[SELECTED TEXT]
----

Ramblings Of A Ponywriter: The World Continues To Inspire · 2:57am Jun 29th, 2023

Sometimes I have a vague idea for an adventure story.

Take Twilight Sparkle. Probably an early-ish point on the timeline, when she's already ascended to an alicorn but hasn't been one long. Season four finale at the most, I think. And something happens. Maybe it's an accident, maybe she goes deliberately searching for the answer to a mystery and it leads her to doing it knowingly, but she ends up pulled someplace else. A land of ponies and other familiar creatures, but things are a bit odd. The technology level's a bit lower, magical abilities run on slightly different rules, and the ruler...

They worship an alicorn, whose domain seems to be storms, with a side of war. But while their devotion is genuine, along with their appreciation for her protection from the monsters that plague their land, they are also terrified of her. Anyone who disobeys her laws, anyone who threatens the order she has strived so much to maintain in the face of the dangers of the world, will be struck down with no hesitation and no mercy.

Twilight tries to meet this alicorn. Maybe she's the one who would have the full answer to the mystery, maybe she's the only one who would have the knowledge of how to send Twilight back, but either way, she wants an audience.

But Twilight is another alicorn, in a land that's only ever had one. She isn't part of the established order.

She's an anomaly, and anomalies must be destroyed, for the good of all.

----

[PARTS OF THE EXERCISE]
[1] Answer these questions about the Twilight Sparkle story idea above.
(a) What is the latest point on the timeline the writer suggests for the story?
(b) What is the domain of the alicorn the ponies worship?
(c) What is lower in the land Twilight is pulled into?
[2] Pick up the post about a Twilight Sparkle adventure idea after its final sentence and keep writing it.

[DATA EXTRACT]
----

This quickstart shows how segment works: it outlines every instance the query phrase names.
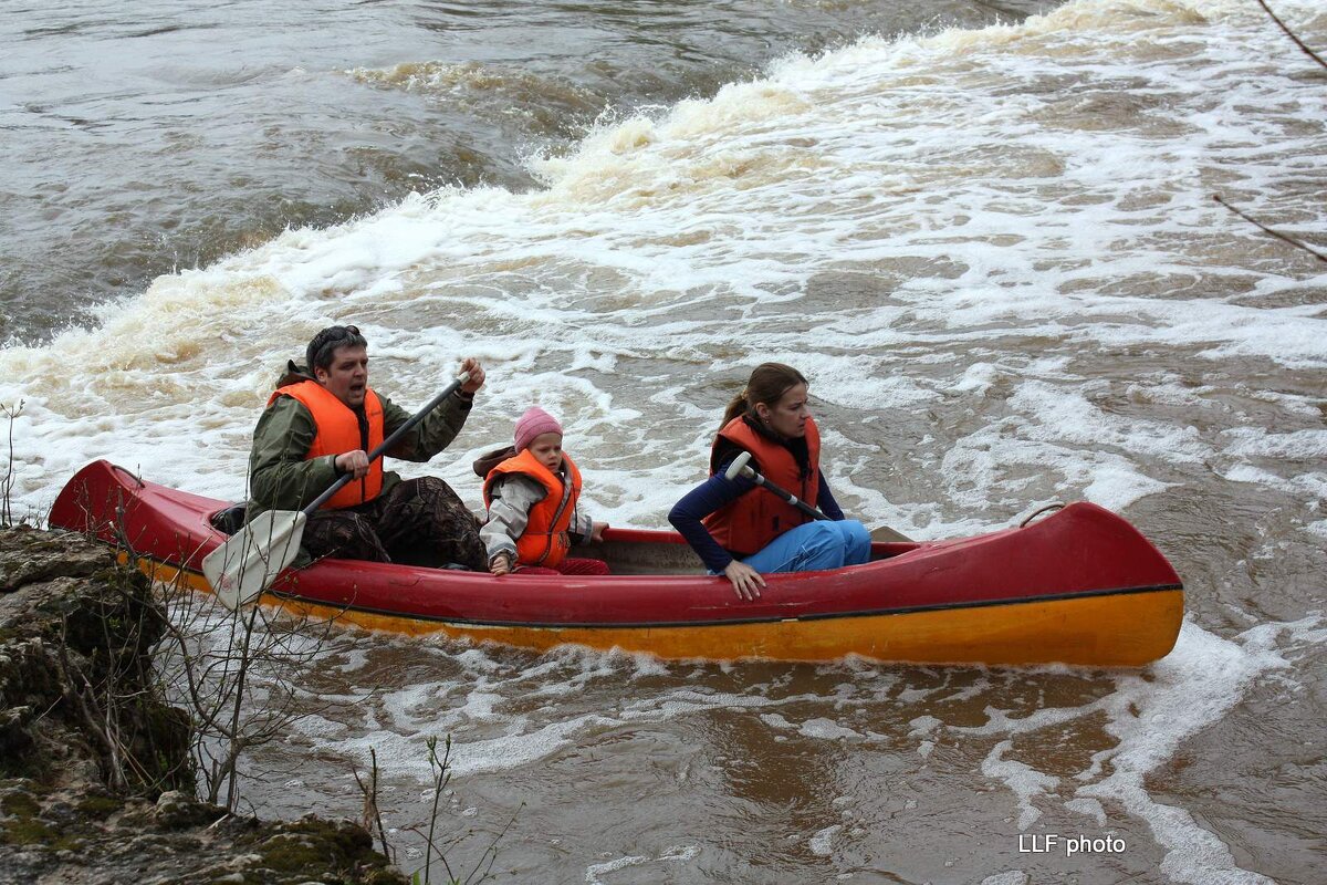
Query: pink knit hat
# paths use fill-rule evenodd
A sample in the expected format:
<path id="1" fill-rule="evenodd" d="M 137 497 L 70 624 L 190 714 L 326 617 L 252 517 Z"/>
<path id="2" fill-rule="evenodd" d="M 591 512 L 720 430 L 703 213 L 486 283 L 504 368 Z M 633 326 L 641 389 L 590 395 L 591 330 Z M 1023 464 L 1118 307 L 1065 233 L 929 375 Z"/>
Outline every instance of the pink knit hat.
<path id="1" fill-rule="evenodd" d="M 539 406 L 531 406 L 516 419 L 516 451 L 524 451 L 540 434 L 561 434 L 563 426 Z"/>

----

[LIST OF ANSWERS]
[1]
(a) The season four finale.
(b) Storms, with a side of war.
(c) The technology level.

[2]
It would be the kind of order-versus-harmony story that the likes of which the MLP comics have touched on once or twice, exploring ancient creatures becoming so detached from the mortals around them that they can become too rigid and too alien to be what their people need as times change. Twilight would be cut off from her friends and needing to make new ones, fast, in order to know how to function in this new land and to be able to use her full power as the Alicorn of Friendship. Maybe there's even something similar to the Tree of Harmony, waiting for her to find it...

It would also be marked as a crossover, because what I've just described to you is essentially a ponified version of a tiny slice of the story of Genshin Impact.


For a lot of people, say the words "gatcha game" and they're out the door before they hear a word more, and I would never blame them for that.

It's a system we've all seen in cheap mobile spinoff games. Characters and equipment are each given a star rarity, and you earn chances to pull from the prize pool. Exactly what's in there varies, and you've got to keep your eye on announcements for when the really big prizes are up for grabs. Keep trying for that five-star character you love so much, and if everything you've earned in-game isn't enough to snag them, you could always buy a few more chances...

As monetization models go, it's a none too kind one. And the people for whom it's an automatic hard pass? By all means, keep away. Whether it's someone with an addictive personality who knows it would end up the start of a bad road, or someone who doesn't want to support a company that decided that a digital slot machine was a great way to do business, both are fair. I'm not a fan of the business model either, and would feel better if the they used nearly any other.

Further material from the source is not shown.